The entries follow. Copy every line in which "overrider" appears.

[Opening Dataset excerpts section]

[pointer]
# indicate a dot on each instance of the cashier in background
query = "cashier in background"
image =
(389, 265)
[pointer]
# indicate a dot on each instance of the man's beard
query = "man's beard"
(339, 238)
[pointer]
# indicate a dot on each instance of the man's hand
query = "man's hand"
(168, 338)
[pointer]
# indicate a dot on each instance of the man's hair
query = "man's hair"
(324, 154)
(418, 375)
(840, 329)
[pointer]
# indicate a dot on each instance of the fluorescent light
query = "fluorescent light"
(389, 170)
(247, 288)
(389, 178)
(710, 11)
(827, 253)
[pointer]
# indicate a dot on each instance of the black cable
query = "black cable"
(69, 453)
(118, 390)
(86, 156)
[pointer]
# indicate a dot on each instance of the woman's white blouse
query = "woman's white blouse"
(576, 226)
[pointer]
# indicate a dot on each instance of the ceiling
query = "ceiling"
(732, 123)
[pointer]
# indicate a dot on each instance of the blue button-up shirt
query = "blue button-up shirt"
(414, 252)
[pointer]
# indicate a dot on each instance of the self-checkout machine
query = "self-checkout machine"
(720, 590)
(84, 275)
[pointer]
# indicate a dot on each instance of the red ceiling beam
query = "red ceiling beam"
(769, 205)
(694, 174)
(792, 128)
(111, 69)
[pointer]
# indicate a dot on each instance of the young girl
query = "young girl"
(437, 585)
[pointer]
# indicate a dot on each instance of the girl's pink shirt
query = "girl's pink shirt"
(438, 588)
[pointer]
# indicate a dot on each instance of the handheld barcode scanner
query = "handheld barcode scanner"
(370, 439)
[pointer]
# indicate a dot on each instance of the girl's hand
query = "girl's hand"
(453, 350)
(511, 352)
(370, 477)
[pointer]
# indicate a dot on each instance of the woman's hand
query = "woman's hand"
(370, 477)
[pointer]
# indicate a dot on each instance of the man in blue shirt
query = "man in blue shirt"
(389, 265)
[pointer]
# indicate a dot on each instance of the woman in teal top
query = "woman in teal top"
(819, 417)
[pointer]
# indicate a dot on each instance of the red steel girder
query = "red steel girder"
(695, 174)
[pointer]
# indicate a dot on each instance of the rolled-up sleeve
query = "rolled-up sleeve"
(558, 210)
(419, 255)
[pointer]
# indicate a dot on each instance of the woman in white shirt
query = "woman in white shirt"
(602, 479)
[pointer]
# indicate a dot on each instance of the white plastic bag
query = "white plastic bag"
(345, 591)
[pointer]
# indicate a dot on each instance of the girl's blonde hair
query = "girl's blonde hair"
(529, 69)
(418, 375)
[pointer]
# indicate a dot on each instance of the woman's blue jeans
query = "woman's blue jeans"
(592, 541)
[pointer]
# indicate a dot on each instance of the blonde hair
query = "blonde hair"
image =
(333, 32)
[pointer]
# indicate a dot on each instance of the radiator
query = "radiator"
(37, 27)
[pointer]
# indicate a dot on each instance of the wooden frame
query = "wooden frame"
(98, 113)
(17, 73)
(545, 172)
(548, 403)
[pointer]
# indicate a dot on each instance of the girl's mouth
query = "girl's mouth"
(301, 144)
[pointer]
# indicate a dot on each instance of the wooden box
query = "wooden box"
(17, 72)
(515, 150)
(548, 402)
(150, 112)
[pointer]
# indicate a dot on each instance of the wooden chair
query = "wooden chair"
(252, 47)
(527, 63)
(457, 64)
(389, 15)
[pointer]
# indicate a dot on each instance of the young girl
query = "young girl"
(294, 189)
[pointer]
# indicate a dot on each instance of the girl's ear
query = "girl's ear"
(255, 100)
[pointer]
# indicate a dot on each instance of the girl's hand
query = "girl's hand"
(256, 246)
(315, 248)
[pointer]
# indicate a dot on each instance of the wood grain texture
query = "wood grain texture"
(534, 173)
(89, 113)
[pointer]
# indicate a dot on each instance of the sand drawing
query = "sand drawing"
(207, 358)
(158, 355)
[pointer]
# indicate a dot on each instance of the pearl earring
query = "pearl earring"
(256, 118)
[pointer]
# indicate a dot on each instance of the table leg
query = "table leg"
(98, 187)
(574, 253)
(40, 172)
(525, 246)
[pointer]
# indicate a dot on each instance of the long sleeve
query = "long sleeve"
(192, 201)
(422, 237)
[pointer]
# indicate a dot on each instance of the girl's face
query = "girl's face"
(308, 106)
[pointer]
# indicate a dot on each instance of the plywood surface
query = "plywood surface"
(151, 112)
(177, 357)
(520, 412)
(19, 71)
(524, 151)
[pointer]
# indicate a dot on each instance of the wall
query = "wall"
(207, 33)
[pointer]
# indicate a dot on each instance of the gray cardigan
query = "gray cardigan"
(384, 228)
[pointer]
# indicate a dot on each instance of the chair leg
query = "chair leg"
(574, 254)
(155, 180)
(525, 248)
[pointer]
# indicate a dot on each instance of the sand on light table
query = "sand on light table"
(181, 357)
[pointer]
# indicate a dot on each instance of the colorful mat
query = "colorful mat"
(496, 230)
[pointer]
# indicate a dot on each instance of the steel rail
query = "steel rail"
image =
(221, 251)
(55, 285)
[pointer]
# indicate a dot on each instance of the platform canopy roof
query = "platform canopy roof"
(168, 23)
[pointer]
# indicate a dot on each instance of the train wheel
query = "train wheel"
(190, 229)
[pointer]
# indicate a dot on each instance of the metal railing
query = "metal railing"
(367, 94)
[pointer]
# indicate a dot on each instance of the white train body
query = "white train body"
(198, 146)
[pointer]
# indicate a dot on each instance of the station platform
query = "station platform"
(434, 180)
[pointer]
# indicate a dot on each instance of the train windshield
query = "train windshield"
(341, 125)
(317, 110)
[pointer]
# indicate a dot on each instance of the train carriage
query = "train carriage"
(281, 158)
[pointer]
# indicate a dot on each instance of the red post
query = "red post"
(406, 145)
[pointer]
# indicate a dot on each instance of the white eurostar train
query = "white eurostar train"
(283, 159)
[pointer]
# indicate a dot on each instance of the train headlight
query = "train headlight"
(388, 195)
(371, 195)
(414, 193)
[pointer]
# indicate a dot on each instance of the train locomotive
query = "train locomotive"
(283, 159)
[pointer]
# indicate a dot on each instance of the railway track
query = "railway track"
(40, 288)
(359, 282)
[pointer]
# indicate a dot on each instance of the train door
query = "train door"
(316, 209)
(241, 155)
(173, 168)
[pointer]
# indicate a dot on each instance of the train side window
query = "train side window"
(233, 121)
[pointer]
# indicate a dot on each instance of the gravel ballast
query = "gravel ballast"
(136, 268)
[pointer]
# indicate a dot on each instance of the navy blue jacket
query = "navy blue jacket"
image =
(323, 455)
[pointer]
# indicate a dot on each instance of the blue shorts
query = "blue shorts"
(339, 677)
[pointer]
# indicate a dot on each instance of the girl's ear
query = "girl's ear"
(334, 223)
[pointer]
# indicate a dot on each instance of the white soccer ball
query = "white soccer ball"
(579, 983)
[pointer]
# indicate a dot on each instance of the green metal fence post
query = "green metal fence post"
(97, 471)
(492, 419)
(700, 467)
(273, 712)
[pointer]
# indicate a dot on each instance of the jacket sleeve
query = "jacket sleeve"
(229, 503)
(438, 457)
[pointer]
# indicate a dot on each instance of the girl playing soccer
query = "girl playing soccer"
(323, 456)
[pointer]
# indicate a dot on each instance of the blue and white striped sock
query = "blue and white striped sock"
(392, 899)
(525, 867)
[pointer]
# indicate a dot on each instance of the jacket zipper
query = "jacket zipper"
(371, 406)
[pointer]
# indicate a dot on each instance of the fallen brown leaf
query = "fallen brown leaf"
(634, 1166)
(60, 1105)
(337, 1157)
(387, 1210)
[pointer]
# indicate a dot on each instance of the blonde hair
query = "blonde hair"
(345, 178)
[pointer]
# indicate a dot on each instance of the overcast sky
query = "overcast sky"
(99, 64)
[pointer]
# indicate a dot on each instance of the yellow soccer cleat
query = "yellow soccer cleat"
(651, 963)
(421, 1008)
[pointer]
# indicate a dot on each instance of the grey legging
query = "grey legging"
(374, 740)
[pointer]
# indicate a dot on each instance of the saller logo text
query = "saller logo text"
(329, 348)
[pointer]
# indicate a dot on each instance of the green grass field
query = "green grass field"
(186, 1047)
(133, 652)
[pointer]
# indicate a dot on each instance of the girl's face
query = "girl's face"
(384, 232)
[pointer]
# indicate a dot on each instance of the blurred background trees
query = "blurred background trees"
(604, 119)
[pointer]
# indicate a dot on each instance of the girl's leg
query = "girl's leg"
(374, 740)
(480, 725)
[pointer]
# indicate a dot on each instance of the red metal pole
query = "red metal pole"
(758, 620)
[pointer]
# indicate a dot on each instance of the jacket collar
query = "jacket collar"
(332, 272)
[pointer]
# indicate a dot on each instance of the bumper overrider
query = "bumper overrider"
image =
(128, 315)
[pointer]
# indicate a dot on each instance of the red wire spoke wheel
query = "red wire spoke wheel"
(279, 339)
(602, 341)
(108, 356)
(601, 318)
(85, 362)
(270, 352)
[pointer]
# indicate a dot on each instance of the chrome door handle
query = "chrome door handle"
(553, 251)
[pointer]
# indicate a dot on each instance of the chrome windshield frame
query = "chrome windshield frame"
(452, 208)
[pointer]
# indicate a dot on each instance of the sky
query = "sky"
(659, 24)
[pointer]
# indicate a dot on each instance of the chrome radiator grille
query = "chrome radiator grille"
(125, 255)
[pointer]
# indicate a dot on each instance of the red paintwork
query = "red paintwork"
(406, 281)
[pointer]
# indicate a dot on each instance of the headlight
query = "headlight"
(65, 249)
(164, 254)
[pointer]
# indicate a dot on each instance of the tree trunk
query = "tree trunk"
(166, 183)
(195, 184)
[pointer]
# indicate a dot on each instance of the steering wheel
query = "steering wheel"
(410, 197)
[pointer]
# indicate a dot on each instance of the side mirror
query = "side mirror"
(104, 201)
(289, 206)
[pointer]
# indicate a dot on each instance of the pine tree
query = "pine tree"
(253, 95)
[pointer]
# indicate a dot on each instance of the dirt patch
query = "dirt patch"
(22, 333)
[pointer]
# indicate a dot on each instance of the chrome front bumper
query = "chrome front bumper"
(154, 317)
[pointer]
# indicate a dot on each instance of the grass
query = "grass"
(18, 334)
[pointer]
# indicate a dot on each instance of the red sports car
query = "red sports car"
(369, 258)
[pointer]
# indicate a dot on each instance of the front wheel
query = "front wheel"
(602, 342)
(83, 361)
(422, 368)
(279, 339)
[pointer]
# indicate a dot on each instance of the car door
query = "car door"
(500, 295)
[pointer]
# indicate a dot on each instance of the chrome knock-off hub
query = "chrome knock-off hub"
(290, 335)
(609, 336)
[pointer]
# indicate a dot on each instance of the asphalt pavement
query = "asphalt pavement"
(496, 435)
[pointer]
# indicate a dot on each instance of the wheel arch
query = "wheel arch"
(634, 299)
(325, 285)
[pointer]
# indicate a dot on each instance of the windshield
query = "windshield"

[Closing Dataset excerpts section]

Answer to the problem —
# indicate a dot on each instance of the bumper overrider
query = "bumper overrider"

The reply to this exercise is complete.